• Problem to solve:
Beginning with the line that mentions "Label: man's hand", reproduce every line through the last line of the entries, exactly, and only those.

Records from a dataset:
····················
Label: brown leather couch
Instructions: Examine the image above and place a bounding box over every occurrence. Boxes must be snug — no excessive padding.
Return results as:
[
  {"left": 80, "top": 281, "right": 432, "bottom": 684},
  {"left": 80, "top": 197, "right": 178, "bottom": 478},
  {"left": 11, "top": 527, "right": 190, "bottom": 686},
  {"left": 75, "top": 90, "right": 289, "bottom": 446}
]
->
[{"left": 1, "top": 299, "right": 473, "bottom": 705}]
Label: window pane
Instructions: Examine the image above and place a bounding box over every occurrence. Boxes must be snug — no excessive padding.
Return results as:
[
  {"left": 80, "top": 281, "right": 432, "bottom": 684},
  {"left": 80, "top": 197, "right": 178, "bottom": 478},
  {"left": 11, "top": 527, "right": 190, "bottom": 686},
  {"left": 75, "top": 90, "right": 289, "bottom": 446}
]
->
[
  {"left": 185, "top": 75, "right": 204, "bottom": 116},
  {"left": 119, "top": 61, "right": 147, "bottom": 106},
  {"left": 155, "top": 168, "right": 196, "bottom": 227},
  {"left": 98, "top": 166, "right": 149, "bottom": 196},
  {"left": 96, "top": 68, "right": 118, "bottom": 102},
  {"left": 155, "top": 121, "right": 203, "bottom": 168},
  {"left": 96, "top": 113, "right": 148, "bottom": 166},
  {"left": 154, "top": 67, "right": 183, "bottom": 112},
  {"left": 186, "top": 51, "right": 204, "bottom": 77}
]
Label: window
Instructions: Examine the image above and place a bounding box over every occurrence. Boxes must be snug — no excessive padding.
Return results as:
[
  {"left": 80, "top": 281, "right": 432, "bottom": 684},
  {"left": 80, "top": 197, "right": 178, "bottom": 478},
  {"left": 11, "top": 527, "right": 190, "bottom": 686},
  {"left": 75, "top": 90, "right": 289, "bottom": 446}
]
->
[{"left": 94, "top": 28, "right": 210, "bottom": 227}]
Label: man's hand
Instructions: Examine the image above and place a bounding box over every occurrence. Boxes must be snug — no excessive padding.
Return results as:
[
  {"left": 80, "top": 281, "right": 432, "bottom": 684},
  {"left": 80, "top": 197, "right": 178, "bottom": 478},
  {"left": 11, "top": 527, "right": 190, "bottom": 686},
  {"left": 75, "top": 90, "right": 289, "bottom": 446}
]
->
····················
• Solution below:
Label: man's hand
Instructions: Examine the image above and place a bounding box over every occurrence. Boxes must be snug — no excessive padding.
Return results as:
[
  {"left": 80, "top": 281, "right": 432, "bottom": 684},
  {"left": 80, "top": 197, "right": 178, "bottom": 478},
  {"left": 11, "top": 527, "right": 190, "bottom": 686},
  {"left": 75, "top": 90, "right": 289, "bottom": 446}
]
->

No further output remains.